**Problem statement**:
Nothing but the lines from the start of the entries through the line holding "Label every scuba diver" is to be repeated, exactly and with pictures excluded.

====== Material provided ======

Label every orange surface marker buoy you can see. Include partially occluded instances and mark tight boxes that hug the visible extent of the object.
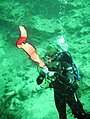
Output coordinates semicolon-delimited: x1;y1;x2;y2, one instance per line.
16;26;45;68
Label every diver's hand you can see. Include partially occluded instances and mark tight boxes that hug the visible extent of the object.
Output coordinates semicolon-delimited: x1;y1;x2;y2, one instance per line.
42;66;55;77
48;71;55;77
42;66;49;74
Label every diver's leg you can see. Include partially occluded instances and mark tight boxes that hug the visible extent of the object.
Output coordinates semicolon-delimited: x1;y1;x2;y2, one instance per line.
67;92;88;119
54;93;67;119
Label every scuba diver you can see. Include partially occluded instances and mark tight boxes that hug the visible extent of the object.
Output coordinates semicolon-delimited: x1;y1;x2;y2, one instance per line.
36;37;90;119
16;26;90;119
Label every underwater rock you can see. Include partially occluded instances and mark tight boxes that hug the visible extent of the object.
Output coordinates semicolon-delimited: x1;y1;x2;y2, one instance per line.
0;91;16;118
17;71;25;77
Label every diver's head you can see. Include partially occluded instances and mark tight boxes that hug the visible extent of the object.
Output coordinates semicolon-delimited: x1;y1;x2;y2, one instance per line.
44;45;58;65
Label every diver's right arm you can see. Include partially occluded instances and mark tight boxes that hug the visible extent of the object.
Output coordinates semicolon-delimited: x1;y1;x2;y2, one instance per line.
36;66;55;85
36;66;48;85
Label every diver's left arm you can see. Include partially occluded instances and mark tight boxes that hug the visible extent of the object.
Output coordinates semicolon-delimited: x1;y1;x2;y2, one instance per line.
54;73;71;84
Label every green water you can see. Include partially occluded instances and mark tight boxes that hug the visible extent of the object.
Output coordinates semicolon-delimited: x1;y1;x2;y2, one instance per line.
0;0;90;119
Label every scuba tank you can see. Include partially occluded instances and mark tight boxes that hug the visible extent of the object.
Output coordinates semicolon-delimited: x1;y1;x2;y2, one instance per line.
73;64;81;81
57;35;81;81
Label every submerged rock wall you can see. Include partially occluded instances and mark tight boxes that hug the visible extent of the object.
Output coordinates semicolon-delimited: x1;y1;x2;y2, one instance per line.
0;0;90;119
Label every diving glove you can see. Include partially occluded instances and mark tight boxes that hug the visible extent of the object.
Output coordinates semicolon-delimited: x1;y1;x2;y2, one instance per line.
42;66;54;77
48;71;55;77
42;66;49;74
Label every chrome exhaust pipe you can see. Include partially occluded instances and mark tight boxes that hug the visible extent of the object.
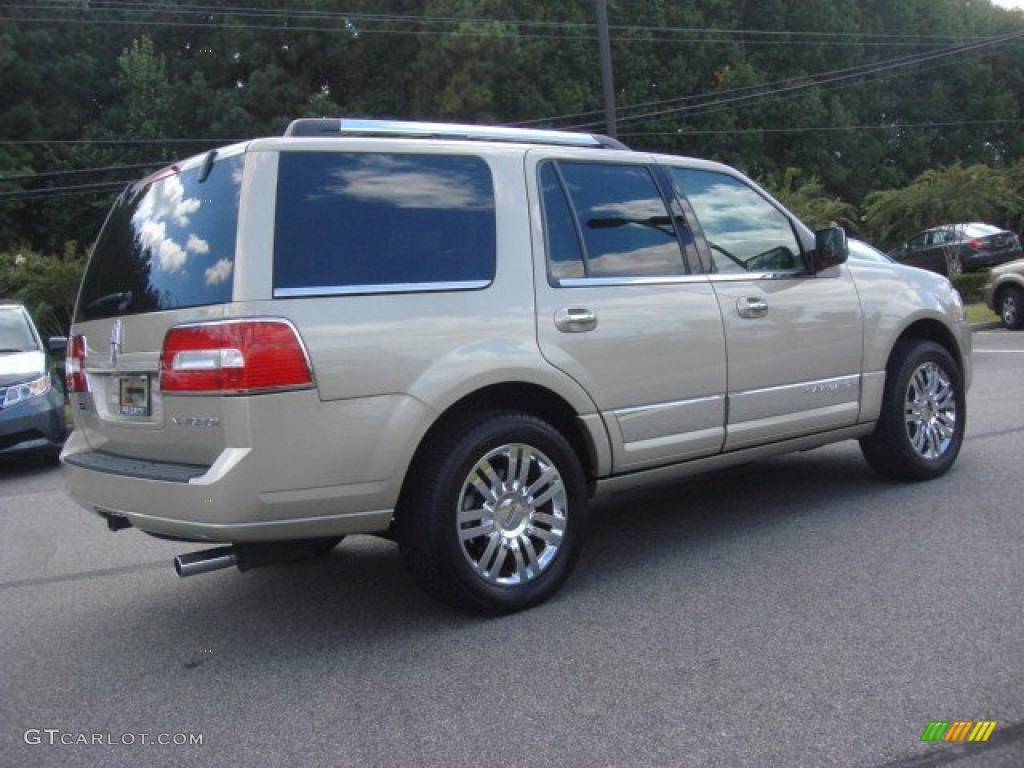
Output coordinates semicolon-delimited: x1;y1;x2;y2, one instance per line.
174;546;239;577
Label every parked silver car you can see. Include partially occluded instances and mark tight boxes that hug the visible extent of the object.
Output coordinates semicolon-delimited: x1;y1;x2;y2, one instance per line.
62;119;971;613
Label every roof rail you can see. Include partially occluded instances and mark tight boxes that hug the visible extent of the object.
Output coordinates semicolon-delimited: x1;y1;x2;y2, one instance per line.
283;118;629;150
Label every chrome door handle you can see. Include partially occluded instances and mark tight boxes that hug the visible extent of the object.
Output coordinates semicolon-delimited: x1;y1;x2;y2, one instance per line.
736;296;768;319
554;307;598;333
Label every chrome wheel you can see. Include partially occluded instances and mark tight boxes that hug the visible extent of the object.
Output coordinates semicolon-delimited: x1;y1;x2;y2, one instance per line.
999;286;1024;327
457;443;568;586
860;340;965;481
904;361;957;460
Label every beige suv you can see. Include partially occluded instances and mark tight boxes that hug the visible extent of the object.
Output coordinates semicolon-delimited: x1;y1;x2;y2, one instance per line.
63;119;971;613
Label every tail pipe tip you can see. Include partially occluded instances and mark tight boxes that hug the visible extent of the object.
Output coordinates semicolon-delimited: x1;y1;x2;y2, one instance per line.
174;546;239;578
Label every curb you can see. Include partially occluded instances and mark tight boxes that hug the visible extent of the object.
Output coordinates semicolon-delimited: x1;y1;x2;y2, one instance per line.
969;321;1002;332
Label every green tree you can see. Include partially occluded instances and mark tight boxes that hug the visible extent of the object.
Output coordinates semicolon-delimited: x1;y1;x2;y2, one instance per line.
863;162;1021;244
0;243;86;337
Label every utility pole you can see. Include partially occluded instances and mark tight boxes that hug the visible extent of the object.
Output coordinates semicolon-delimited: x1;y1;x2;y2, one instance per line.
594;0;617;138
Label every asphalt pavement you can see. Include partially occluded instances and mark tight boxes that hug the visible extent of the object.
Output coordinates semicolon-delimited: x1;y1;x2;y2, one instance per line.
1;328;1021;768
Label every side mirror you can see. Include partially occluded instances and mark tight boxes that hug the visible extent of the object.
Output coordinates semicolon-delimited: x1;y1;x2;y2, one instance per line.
812;226;848;272
48;336;69;357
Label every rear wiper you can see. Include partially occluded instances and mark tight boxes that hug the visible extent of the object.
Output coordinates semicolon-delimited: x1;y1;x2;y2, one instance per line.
86;291;133;313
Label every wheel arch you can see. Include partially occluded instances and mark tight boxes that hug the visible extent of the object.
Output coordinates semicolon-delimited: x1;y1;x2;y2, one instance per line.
888;318;966;379
396;382;604;520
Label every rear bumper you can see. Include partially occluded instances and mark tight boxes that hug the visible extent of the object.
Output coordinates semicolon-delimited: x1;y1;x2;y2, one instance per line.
963;248;1023;271
61;391;434;542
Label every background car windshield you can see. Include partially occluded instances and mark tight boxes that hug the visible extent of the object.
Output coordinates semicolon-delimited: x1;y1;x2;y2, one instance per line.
963;223;1001;237
0;309;38;352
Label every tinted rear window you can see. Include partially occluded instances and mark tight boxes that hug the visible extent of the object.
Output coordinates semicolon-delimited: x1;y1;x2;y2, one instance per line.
273;152;495;296
962;223;1001;237
77;154;243;321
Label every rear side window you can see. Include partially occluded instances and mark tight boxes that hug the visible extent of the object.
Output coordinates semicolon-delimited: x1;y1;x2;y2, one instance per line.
273;153;496;296
77;154;243;321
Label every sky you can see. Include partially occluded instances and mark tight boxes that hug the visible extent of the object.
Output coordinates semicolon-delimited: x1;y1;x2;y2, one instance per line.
991;0;1024;9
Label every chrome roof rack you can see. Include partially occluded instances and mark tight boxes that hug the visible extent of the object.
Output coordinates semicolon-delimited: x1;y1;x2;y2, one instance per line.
283;118;629;150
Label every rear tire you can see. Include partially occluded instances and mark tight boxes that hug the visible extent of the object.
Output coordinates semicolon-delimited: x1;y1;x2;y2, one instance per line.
998;285;1024;330
397;411;588;615
860;340;965;481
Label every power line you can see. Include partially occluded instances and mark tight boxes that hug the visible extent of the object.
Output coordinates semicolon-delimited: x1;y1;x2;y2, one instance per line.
621;118;1024;138
0;181;127;202
562;30;1024;130
7;1;1002;42
0;4;1004;47
0;161;165;183
0;138;241;146
517;30;1024;128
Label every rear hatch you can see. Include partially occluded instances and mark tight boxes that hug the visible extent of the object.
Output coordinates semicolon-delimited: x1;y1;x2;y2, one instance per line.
69;145;247;466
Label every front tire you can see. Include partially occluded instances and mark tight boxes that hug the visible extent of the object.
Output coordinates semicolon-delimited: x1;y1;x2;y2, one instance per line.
860;340;965;481
397;412;588;615
998;285;1024;330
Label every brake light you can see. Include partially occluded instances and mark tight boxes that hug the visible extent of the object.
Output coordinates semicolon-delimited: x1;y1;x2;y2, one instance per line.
67;334;89;393
965;238;986;250
160;320;313;394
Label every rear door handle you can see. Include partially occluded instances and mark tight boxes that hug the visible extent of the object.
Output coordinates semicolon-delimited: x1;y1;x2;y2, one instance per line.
554;307;598;333
736;296;768;319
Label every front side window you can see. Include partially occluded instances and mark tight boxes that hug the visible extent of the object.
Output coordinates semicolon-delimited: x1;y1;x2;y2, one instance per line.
540;161;687;281
274;152;495;295
78;154;243;321
672;168;804;275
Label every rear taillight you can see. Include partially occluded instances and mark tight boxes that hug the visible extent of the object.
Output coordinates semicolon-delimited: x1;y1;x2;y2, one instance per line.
67;334;89;393
965;238;986;250
160;320;313;394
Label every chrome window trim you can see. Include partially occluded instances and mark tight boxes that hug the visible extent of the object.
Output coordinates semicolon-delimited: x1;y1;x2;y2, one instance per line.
555;275;709;288
705;271;812;282
274;280;491;298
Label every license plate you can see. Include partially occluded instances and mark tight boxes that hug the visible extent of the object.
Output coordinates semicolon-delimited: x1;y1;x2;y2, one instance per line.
118;375;150;418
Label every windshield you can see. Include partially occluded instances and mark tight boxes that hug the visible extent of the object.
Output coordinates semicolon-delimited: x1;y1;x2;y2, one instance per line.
0;307;39;353
76;152;244;321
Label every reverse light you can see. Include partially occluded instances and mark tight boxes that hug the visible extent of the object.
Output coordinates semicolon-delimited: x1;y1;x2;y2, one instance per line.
67;334;89;393
2;373;51;408
160;319;313;394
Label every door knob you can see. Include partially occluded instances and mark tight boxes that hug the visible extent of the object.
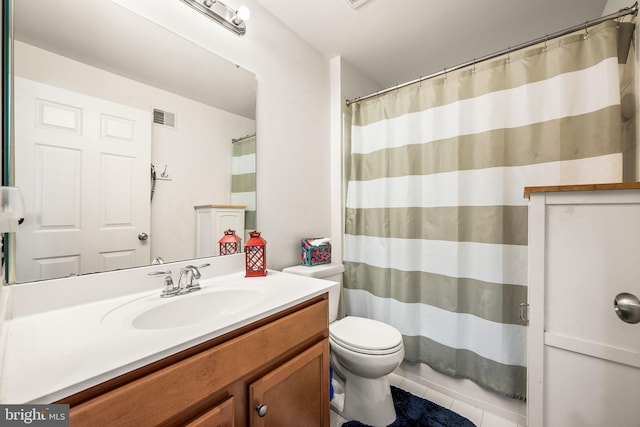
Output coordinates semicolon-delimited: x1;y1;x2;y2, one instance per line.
256;403;268;417
138;232;149;241
614;292;640;324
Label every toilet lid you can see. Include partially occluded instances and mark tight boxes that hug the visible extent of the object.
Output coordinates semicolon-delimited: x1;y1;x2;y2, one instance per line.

======

**Result**:
Label every orange surface marker buoy you can see. Include partially occluded instances and mark tight boxes that hug the visible extent of the object.
Output coordinates semicolon-delimited: x1;y1;x2;y2, one instance per line.
16;26;45;68
Label every diver's hand you can see. Include partially occluded instances and mark tight boxes that hug the visible extent of the object.
Output coordinates semicolon-delimited: x1;y1;x2;y2, one instance per line.
42;66;55;77
48;71;55;77
42;66;49;74
Label every diver's leg you can see. Include partially occluded instances and mark tight boxes that hug the visible extent of the object.
Output coordinates semicolon-delimited: x1;y1;x2;y2, one instance per line.
67;92;88;119
54;93;67;119
Label every scuba diver you can see. Include partially occluded instances and mark tight boxes that hug the visible extent of the object.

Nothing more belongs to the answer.